Write out the material again from the line containing "of the gold" through the last line, shifting every point coordinate by adding 142 to each of its numbers and leaving all other wording unchanged.

------------------------------------

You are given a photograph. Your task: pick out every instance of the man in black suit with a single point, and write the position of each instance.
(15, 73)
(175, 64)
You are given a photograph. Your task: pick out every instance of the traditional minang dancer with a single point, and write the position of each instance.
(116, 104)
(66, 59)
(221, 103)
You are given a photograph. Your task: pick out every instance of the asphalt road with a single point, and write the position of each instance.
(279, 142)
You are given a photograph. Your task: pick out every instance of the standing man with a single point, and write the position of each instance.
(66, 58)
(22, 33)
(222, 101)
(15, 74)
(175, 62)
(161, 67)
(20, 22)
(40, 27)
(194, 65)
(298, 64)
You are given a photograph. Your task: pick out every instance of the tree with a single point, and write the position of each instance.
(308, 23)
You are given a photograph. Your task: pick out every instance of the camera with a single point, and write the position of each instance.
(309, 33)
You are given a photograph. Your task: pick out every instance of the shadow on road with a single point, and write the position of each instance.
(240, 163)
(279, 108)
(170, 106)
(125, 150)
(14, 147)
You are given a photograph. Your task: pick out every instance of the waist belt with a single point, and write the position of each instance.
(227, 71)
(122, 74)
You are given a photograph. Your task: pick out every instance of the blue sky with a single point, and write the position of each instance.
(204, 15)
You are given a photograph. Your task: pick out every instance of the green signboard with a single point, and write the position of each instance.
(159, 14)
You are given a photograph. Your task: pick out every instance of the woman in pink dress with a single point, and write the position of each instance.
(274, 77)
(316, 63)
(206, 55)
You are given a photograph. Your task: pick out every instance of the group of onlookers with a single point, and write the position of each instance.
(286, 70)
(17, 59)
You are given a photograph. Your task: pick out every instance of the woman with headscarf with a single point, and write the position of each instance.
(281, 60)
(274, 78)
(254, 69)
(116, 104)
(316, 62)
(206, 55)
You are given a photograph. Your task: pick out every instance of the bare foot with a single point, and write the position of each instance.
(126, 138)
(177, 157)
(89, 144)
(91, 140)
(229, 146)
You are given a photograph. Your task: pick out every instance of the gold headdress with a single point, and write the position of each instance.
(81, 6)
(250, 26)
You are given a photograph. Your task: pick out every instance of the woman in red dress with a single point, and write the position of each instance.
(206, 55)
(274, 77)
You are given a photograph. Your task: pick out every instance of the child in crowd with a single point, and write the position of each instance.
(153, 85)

------------------------------------

* _Solution for this task_:
You are given a photograph. Your task: pick out every instance of the gold headdress with a single point, and write the position of each instance.
(223, 148)
(392, 168)
You are given a photograph. Your task: pick out every instance of the woman in red dress with a single point, and write the position of each instance.
(348, 197)
(416, 219)
You are given a photograph. Your task: pick out every instance of the child in crowd with a single point, and write the position of each instance.
(295, 227)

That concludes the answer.